**AIM**
Reproduce each of the rows below verbatim, without changing any character.
•••
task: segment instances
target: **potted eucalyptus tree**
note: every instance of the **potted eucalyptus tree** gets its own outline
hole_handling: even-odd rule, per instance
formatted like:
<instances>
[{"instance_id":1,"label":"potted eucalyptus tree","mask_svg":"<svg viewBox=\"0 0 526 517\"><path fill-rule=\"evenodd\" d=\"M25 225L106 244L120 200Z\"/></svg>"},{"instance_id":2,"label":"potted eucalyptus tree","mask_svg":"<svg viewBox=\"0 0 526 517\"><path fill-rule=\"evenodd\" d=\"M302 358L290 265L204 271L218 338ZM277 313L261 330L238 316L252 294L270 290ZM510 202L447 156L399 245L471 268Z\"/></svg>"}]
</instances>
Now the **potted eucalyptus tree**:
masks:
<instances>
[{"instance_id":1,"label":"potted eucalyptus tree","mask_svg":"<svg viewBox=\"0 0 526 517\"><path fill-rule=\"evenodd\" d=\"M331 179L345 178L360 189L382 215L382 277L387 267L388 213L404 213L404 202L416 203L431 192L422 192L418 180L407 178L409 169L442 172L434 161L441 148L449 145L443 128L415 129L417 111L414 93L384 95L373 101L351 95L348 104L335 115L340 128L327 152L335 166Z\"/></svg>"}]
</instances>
•••
**THE RESULT**
task: segment instances
target: **potted eucalyptus tree**
note: every instance of the **potted eucalyptus tree** gets its own outline
hole_handling: even-odd rule, per instance
formatted like:
<instances>
[{"instance_id":1,"label":"potted eucalyptus tree","mask_svg":"<svg viewBox=\"0 0 526 517\"><path fill-rule=\"evenodd\" d=\"M25 225L106 244L120 200Z\"/></svg>"},{"instance_id":2,"label":"potted eucalyptus tree","mask_svg":"<svg viewBox=\"0 0 526 517\"><path fill-rule=\"evenodd\" d=\"M302 358L290 265L204 271L218 338ZM277 313L261 330L238 316L252 294L270 290ZM510 202L447 156L399 245L471 268Z\"/></svg>"}]
</instances>
Now the **potted eucalyptus tree**:
masks:
<instances>
[{"instance_id":1,"label":"potted eucalyptus tree","mask_svg":"<svg viewBox=\"0 0 526 517\"><path fill-rule=\"evenodd\" d=\"M331 179L345 178L360 189L382 215L382 277L387 267L388 213L404 213L404 202L416 203L431 192L422 192L418 180L407 178L409 169L442 172L434 161L441 148L449 145L443 128L415 129L417 111L414 93L384 95L373 101L351 95L348 104L335 115L340 128L327 152L335 166Z\"/></svg>"}]
</instances>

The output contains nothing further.